• **The request**: Copy verbatim the lines of the records from the line containing "Pick out every instance of the aircraft nose" through the end of the records, both ends inclusive, leaving the pictures out.
>>
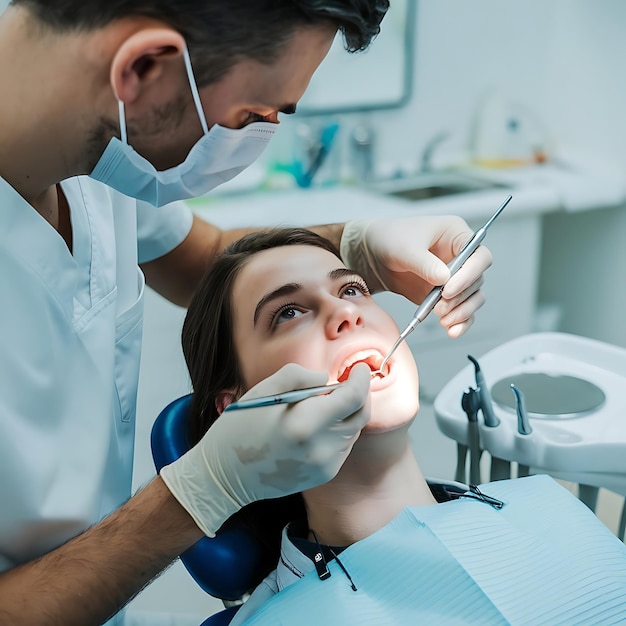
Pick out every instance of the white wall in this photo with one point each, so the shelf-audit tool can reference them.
(584, 255)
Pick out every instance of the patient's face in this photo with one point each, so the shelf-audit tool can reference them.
(299, 304)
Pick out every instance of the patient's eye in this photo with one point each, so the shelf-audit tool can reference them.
(285, 313)
(355, 288)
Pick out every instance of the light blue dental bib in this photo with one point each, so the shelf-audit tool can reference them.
(543, 558)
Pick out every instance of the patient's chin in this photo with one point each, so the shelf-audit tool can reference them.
(391, 412)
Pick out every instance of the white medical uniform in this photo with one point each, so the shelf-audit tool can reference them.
(70, 344)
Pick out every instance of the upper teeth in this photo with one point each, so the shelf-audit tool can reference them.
(360, 356)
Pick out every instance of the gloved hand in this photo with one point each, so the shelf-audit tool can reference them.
(409, 256)
(268, 452)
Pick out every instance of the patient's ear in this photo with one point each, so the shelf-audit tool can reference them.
(223, 399)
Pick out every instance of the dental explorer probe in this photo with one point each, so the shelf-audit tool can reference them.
(424, 309)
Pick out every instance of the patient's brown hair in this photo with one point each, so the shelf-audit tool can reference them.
(207, 336)
(213, 366)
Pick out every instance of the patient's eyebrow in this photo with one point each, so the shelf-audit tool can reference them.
(284, 290)
(290, 288)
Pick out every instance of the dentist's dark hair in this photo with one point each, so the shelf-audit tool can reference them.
(219, 33)
(207, 337)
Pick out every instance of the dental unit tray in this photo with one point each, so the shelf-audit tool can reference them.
(575, 391)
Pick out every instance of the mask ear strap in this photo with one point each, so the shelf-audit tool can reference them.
(194, 90)
(120, 107)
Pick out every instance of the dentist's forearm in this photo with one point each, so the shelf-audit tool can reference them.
(88, 579)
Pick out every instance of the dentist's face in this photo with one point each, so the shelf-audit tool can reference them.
(299, 304)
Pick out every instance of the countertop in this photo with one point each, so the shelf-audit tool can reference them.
(536, 190)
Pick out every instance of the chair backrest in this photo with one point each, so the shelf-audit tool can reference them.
(225, 566)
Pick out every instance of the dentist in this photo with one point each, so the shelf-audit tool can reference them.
(111, 113)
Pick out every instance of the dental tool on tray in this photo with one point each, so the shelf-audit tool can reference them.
(424, 309)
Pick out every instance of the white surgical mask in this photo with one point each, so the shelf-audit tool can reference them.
(219, 155)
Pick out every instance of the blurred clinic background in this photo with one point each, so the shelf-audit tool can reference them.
(455, 105)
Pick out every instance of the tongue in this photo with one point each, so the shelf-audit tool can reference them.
(344, 375)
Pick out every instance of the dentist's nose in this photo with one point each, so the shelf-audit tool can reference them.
(343, 318)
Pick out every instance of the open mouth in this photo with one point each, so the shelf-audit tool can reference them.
(372, 358)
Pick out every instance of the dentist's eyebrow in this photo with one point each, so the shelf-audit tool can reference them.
(290, 288)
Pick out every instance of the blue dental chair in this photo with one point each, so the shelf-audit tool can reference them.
(237, 558)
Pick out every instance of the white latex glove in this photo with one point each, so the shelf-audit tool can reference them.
(254, 454)
(409, 256)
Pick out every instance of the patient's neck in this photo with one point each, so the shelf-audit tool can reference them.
(378, 480)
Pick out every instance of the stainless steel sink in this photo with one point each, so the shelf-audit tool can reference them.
(430, 186)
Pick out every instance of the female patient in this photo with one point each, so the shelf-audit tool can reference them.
(285, 297)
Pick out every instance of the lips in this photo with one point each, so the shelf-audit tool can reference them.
(371, 357)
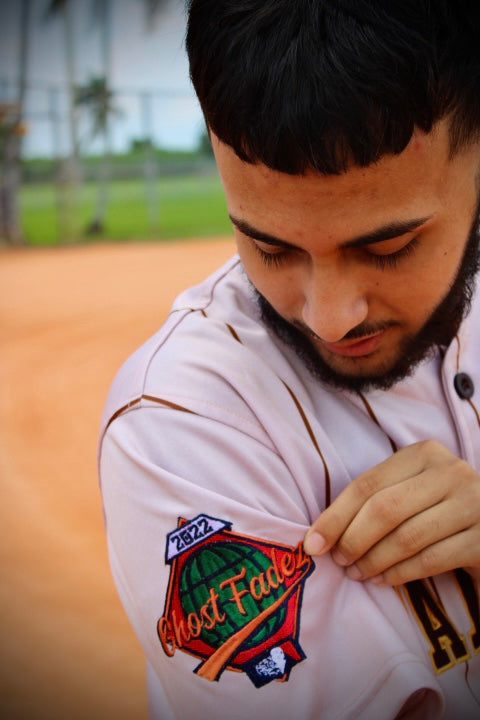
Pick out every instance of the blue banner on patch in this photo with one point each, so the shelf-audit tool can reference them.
(191, 533)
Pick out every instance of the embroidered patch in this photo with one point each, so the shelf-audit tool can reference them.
(233, 600)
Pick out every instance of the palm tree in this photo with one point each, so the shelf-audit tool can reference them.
(98, 99)
(12, 130)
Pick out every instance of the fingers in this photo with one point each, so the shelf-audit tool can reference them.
(414, 515)
(333, 522)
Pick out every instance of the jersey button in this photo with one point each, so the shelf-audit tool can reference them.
(464, 386)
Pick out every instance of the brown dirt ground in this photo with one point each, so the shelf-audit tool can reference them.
(68, 318)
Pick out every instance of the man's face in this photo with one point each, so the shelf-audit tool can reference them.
(363, 264)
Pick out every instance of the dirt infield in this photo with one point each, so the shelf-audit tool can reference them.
(68, 317)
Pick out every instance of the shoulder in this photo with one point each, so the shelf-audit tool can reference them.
(212, 355)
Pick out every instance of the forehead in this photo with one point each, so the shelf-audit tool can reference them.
(412, 184)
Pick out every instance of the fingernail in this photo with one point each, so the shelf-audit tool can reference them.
(339, 558)
(314, 543)
(354, 573)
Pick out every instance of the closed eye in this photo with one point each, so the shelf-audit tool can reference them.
(391, 260)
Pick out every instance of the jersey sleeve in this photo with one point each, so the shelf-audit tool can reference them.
(205, 522)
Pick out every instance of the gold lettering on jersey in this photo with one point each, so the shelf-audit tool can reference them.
(175, 633)
(447, 645)
(470, 597)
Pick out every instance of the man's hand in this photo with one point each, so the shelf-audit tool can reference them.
(414, 515)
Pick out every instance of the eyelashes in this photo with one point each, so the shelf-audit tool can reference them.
(390, 261)
(381, 262)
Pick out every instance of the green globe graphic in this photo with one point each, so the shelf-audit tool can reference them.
(215, 563)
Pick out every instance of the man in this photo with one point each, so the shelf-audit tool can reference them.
(322, 385)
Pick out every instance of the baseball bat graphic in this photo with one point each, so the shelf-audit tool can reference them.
(211, 669)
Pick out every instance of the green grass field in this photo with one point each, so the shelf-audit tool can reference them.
(181, 207)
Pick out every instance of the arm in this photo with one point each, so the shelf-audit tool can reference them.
(158, 465)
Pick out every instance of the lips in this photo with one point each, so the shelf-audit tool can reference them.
(357, 347)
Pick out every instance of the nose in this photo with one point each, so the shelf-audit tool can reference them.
(333, 304)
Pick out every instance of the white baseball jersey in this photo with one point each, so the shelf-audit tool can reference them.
(218, 451)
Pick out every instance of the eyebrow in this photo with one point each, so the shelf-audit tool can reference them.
(385, 232)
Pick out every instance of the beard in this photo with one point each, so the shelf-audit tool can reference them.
(438, 331)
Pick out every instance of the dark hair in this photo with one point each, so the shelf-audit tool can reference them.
(324, 84)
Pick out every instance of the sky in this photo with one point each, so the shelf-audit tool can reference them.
(149, 74)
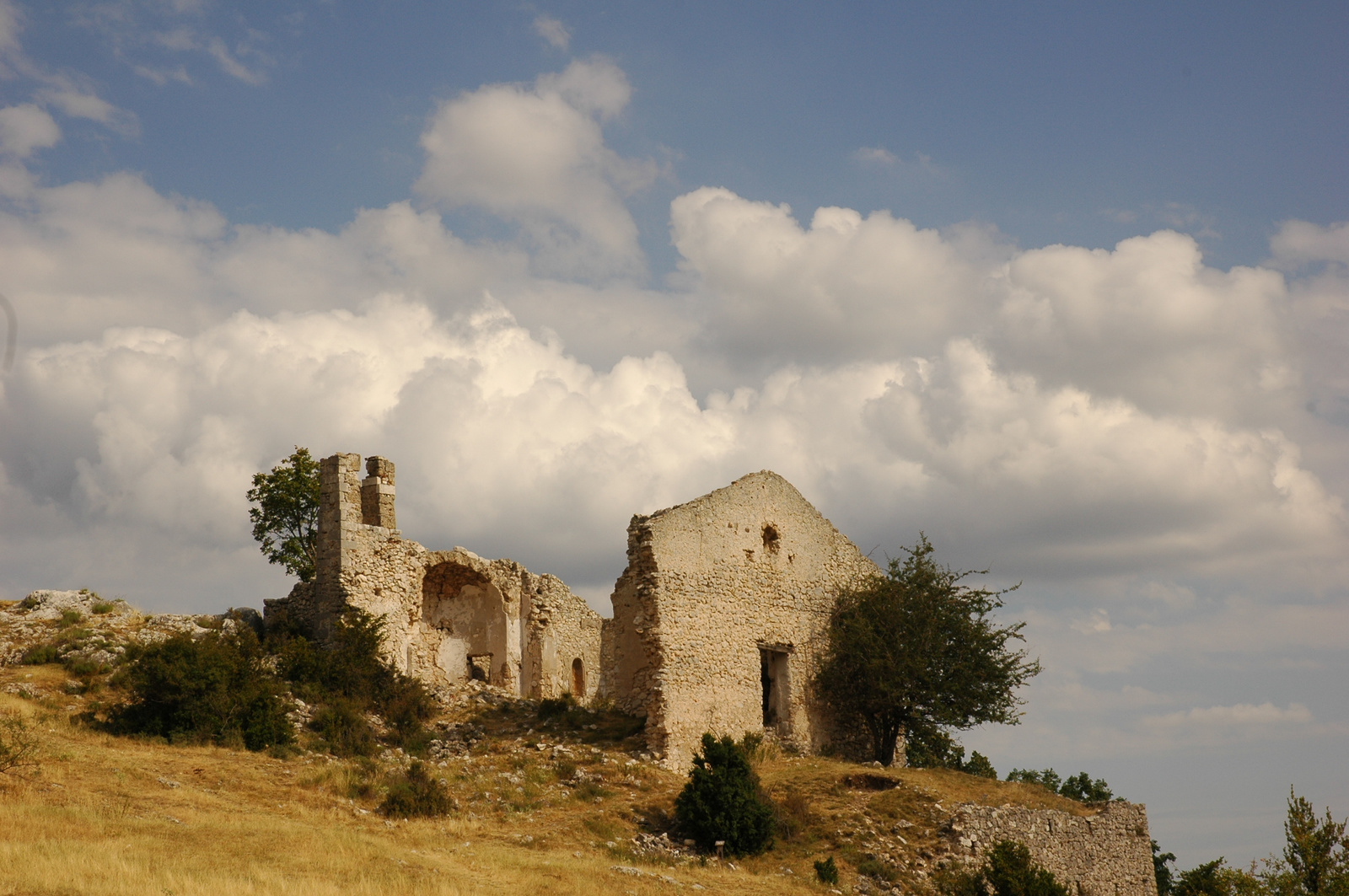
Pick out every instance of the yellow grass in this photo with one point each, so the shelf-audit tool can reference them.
(105, 818)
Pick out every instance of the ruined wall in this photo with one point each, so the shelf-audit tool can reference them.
(449, 614)
(712, 590)
(1104, 855)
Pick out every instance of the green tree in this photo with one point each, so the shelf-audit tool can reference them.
(1160, 861)
(1205, 880)
(915, 651)
(723, 802)
(1315, 856)
(287, 517)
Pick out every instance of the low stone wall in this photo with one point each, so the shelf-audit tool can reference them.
(1103, 855)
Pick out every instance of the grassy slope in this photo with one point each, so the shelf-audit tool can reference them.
(105, 817)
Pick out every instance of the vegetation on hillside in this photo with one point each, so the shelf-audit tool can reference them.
(1314, 862)
(915, 652)
(213, 689)
(233, 689)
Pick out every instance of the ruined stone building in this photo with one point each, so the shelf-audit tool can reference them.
(449, 615)
(721, 615)
(718, 620)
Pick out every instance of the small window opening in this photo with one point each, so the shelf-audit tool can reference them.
(578, 678)
(775, 683)
(481, 667)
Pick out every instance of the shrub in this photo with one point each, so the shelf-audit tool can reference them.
(40, 655)
(722, 801)
(352, 667)
(215, 689)
(759, 749)
(344, 729)
(876, 869)
(416, 794)
(1008, 872)
(551, 707)
(18, 743)
(1077, 787)
(934, 748)
(1011, 872)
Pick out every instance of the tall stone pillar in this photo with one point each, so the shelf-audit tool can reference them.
(377, 494)
(339, 521)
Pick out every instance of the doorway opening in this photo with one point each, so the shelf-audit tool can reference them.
(578, 679)
(776, 683)
(481, 667)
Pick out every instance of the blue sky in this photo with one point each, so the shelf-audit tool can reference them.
(1063, 285)
(1056, 121)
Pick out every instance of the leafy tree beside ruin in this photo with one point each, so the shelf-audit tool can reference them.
(287, 517)
(915, 652)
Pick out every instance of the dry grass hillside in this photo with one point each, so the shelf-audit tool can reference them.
(560, 804)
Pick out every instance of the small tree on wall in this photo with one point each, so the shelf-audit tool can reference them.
(287, 517)
(915, 652)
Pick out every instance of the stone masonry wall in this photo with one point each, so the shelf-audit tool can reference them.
(1104, 855)
(710, 587)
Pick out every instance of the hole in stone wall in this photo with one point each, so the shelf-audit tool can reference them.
(481, 667)
(578, 678)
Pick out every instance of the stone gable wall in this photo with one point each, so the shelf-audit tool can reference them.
(1104, 855)
(710, 586)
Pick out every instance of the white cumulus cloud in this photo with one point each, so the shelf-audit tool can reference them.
(536, 155)
(24, 128)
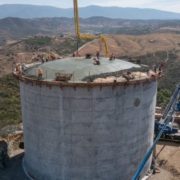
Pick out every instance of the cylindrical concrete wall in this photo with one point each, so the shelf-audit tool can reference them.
(87, 133)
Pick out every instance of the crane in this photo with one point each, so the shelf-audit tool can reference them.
(79, 36)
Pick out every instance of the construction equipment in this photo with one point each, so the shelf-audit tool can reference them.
(79, 36)
(164, 127)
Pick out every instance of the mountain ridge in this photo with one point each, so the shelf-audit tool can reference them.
(37, 11)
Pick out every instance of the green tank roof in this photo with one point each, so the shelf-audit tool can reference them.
(79, 69)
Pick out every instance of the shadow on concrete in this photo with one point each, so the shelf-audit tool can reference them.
(13, 169)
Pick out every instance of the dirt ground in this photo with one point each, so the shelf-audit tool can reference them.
(168, 161)
(14, 170)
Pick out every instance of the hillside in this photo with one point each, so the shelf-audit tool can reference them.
(32, 11)
(17, 28)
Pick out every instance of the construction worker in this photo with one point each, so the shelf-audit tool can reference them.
(3, 154)
(98, 55)
(96, 61)
(39, 73)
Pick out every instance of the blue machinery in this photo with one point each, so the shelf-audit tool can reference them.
(163, 127)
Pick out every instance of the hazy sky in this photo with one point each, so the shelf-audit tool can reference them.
(168, 5)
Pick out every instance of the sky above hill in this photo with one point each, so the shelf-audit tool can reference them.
(167, 5)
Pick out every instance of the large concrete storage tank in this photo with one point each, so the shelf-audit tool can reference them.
(90, 127)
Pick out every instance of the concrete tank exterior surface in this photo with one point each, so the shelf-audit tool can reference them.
(87, 133)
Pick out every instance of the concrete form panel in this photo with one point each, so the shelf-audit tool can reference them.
(87, 134)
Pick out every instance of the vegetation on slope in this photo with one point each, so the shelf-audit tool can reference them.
(9, 101)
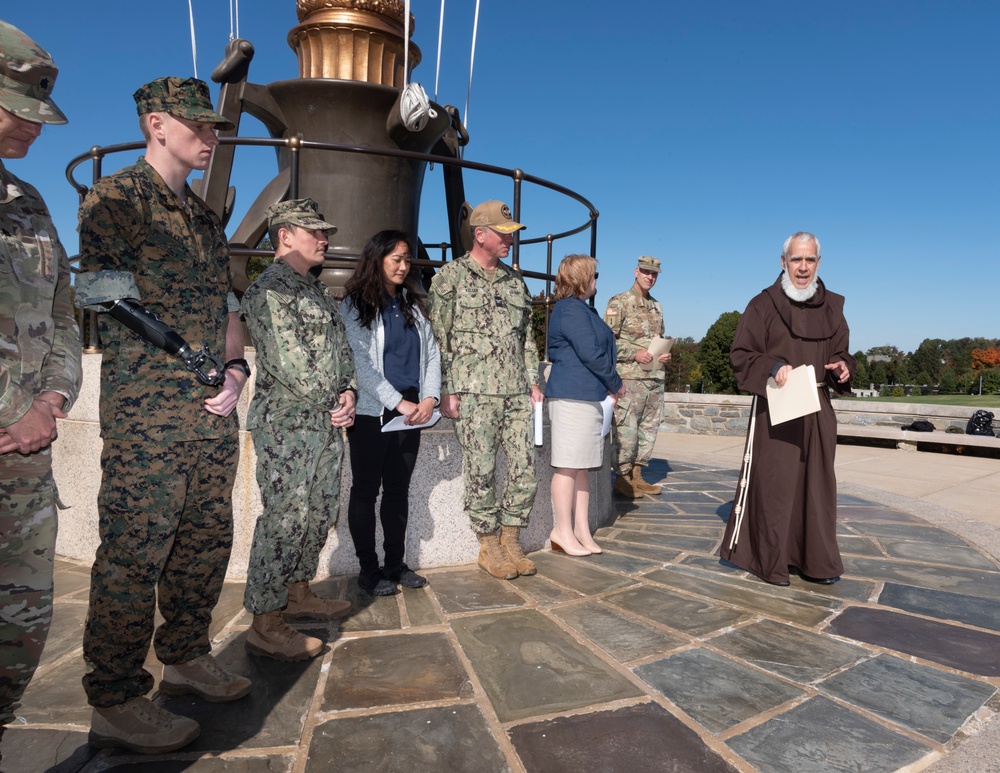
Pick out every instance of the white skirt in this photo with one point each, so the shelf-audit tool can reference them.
(576, 433)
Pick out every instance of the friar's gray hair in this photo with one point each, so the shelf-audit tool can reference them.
(800, 236)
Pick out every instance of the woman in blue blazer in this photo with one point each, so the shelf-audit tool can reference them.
(583, 354)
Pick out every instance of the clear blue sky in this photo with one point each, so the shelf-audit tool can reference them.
(705, 132)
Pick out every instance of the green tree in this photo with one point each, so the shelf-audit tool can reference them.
(683, 369)
(861, 378)
(948, 381)
(713, 354)
(928, 359)
(538, 326)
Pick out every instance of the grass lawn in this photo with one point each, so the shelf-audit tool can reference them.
(972, 401)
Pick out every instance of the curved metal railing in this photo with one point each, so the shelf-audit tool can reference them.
(295, 145)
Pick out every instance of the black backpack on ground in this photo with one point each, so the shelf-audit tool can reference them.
(981, 423)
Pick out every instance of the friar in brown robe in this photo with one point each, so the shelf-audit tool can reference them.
(789, 516)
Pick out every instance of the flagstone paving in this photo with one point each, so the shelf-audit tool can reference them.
(651, 656)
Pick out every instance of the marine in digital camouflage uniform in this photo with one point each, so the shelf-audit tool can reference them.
(170, 442)
(636, 317)
(480, 311)
(304, 394)
(39, 369)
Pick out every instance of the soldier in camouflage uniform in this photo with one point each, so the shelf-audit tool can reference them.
(39, 369)
(480, 311)
(636, 317)
(304, 396)
(170, 442)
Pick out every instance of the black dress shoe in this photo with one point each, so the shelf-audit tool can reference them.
(406, 577)
(377, 585)
(817, 580)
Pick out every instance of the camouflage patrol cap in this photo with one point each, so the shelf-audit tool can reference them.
(27, 75)
(495, 215)
(301, 212)
(183, 98)
(647, 263)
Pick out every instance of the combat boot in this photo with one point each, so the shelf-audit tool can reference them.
(494, 559)
(640, 485)
(624, 488)
(141, 726)
(271, 637)
(512, 549)
(304, 604)
(204, 677)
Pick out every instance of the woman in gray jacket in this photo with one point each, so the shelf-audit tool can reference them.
(398, 366)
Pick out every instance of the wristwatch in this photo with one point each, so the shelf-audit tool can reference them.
(240, 364)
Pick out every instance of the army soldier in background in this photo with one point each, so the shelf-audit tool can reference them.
(170, 441)
(39, 369)
(305, 394)
(480, 311)
(636, 317)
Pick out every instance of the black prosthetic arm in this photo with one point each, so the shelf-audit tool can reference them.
(137, 319)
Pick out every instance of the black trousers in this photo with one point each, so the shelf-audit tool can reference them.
(386, 462)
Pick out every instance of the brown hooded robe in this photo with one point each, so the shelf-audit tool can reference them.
(790, 518)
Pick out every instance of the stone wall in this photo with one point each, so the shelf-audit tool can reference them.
(728, 414)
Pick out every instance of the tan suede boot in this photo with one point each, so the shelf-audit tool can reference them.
(271, 637)
(141, 726)
(640, 485)
(509, 541)
(494, 559)
(304, 604)
(624, 488)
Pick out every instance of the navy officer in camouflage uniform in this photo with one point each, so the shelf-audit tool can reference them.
(636, 317)
(39, 369)
(304, 397)
(170, 441)
(480, 311)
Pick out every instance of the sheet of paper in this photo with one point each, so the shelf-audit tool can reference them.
(608, 406)
(798, 397)
(399, 423)
(657, 346)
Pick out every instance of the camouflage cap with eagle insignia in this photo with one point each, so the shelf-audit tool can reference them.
(27, 75)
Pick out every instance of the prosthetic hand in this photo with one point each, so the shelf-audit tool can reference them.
(137, 319)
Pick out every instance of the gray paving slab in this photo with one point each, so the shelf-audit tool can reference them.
(801, 656)
(717, 692)
(971, 610)
(452, 738)
(391, 670)
(622, 636)
(469, 589)
(695, 617)
(926, 700)
(529, 666)
(822, 737)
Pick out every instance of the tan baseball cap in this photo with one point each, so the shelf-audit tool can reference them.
(647, 263)
(27, 75)
(495, 215)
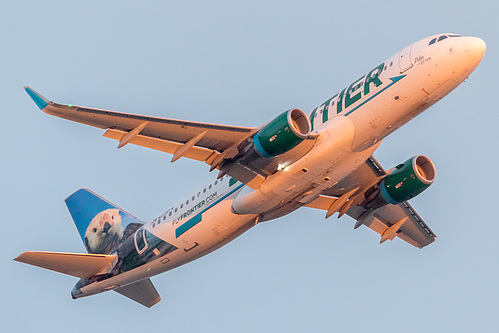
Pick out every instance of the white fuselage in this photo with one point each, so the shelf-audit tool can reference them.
(350, 125)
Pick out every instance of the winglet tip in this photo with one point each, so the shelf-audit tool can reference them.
(39, 99)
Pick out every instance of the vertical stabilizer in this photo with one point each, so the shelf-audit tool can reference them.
(101, 225)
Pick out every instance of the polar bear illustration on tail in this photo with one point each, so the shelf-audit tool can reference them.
(104, 232)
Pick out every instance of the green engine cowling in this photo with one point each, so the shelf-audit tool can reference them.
(408, 180)
(283, 133)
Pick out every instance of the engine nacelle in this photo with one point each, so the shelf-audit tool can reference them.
(408, 180)
(283, 133)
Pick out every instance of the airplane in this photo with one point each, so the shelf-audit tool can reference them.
(324, 161)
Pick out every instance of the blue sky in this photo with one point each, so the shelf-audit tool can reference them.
(242, 63)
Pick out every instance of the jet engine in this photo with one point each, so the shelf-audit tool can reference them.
(406, 181)
(283, 133)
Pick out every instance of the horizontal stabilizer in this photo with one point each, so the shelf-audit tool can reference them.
(81, 265)
(142, 292)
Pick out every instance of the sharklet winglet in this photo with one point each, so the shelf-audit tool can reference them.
(39, 99)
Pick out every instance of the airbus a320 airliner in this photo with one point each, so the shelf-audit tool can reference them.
(323, 161)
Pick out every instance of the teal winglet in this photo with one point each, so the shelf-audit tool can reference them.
(39, 100)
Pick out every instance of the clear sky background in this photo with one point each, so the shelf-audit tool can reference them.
(242, 63)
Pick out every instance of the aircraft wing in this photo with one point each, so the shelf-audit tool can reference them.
(389, 221)
(206, 142)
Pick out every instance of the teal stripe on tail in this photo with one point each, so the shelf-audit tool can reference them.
(101, 225)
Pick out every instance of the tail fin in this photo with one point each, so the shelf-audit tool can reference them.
(102, 225)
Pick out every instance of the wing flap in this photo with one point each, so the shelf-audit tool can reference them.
(195, 153)
(142, 292)
(81, 265)
(414, 231)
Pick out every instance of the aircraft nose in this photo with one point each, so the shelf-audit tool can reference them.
(474, 48)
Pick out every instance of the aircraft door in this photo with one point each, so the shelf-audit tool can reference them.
(405, 59)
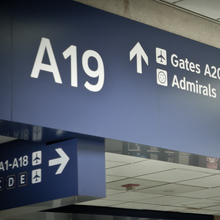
<<
• **Result of this exercise**:
Pick out every instance of the aircraft nose in this photo with one point each, so the shelf-audit tool can reference them.
(474, 48)
Pick out every instance of the aircraft door in this photo with one point each, so the shelf-audit tool can reference them.
(405, 59)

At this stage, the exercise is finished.